PROBLEM 1:
Sum up the post in two sentences.

TEXT:
Up in Smoke, the Instagram page, has officially existed for over a year! December 1st marked one year, and I can’t believe how rewarding it’s been to do this work, learn about a plant I love, and build a community of people who care about many of the things I do. The support I’ve received has been heartwarming and revealed to me who is really for ME. A friend of mine asked me what I know one year later that I wish I knew when I started my page. A series of voice notes later, I realized I had a lot to say on the matter. I use this space to teach about cannabis and explore how that work and my consumption impact me as a human. Up in Smoke has always been about awareness, reflection, and release, so if you oblige me, I’d like to share what I’ve learned over the last year.
If you build it, they will come. It was easier to tell myself excuses than to just do the thing, but people showed up when I finally did. Nice, funny, supportive people showed up. So whatever the thing is you’re thinking of building. Do it. I bet we need your voice.

PROBLEM 2:
Find each line in the listing below that contains the word "frame", and copy those lines out. Case counts.

[Stored records]
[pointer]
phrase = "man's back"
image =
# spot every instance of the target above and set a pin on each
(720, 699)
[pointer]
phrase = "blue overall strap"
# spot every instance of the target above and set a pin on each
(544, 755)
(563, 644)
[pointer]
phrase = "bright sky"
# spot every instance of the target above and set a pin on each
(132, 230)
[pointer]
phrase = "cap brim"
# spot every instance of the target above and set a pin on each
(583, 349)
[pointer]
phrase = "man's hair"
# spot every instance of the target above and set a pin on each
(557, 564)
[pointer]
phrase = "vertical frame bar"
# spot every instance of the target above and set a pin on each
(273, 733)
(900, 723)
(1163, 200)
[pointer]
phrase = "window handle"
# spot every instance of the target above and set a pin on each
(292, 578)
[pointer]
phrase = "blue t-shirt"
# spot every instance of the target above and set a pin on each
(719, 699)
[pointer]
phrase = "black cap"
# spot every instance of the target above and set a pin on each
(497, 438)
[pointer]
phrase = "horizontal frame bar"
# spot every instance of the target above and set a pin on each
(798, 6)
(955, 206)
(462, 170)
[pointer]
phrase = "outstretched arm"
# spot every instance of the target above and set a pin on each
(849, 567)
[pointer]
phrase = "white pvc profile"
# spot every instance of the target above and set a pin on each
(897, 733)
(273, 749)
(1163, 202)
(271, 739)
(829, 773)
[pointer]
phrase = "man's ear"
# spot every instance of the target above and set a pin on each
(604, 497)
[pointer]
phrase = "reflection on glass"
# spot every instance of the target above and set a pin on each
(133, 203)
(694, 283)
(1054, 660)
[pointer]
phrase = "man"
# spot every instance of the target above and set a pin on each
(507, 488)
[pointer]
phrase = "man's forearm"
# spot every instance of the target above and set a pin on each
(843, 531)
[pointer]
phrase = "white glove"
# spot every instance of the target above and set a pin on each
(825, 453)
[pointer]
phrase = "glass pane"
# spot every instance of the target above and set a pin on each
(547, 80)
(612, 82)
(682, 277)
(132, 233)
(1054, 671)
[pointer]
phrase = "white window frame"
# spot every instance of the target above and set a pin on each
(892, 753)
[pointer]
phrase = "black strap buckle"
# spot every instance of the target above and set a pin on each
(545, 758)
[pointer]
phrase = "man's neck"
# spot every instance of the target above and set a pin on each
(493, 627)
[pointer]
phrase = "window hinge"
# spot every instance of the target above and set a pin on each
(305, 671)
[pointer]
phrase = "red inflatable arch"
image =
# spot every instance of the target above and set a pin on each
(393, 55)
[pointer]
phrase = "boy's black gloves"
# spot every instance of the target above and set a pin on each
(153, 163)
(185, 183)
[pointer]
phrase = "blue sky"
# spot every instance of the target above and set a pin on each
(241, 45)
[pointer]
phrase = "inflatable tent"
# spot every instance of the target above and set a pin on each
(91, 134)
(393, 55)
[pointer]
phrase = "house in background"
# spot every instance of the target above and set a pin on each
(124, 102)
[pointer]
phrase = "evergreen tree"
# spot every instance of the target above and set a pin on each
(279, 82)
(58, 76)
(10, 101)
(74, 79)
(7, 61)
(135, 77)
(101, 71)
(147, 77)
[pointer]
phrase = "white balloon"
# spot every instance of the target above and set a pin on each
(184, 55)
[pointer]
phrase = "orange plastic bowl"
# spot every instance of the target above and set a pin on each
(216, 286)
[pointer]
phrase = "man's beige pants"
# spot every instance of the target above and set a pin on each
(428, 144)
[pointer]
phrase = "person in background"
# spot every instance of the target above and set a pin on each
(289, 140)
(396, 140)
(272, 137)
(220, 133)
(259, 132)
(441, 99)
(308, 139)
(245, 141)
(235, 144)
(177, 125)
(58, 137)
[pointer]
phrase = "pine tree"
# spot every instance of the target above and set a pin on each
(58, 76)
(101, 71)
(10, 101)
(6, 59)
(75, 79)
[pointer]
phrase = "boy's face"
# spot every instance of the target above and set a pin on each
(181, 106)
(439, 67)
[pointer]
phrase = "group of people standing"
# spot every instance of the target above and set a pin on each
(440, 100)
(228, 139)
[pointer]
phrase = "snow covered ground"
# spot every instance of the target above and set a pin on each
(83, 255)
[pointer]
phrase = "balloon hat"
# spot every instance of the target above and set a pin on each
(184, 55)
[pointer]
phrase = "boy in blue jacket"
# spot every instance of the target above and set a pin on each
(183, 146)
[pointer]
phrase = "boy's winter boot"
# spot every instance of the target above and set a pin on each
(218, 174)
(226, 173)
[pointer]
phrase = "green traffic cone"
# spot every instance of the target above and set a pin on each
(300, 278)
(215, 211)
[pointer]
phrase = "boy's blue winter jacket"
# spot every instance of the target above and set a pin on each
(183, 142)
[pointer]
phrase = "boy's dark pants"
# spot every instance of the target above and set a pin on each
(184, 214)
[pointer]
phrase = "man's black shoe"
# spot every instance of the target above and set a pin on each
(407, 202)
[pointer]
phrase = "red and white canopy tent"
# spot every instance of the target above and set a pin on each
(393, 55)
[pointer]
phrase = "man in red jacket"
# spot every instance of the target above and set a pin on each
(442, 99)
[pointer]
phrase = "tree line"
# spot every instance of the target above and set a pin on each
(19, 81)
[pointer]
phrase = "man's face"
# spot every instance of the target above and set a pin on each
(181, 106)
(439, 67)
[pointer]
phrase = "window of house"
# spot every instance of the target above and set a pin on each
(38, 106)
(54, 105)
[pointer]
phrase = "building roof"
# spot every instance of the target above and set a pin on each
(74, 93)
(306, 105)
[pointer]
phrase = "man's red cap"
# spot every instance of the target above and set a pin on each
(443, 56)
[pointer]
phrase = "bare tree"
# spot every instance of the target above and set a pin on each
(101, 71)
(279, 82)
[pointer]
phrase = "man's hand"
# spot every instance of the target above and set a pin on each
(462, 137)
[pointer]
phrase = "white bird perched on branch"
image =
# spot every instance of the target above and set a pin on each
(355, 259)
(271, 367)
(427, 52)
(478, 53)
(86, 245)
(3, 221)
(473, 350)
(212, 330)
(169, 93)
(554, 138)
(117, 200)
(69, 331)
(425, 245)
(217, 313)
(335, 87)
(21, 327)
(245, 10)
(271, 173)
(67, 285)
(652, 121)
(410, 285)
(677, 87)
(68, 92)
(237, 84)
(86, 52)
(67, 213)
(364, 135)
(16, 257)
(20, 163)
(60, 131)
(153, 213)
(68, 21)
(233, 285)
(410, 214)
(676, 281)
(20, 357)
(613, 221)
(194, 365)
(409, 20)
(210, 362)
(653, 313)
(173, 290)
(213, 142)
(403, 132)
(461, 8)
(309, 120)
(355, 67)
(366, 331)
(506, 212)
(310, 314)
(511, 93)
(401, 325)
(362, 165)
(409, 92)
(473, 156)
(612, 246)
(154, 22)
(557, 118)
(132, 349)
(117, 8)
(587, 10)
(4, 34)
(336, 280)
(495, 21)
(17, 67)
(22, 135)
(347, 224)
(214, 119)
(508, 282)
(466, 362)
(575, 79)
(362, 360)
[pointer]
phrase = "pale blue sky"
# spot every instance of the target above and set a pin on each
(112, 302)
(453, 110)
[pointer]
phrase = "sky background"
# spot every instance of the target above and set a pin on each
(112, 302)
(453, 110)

TASK RESPONSE 1:
The Up in Smoke Instagram page, where the writer teaches about cannabis and looks at how that work and consuming it affect them as a person, turned one year old on December 1st, and the work has been deeply rewarding. The first lesson from that year is "If you build it, they will come": kind, funny, supportive people showed up once the writer finally did the thing, so whatever you are thinking of building, do it.

TASK RESPONSE 2:
phrase = "vertical frame bar"
phrase = "horizontal frame bar"
phrase = "white window frame"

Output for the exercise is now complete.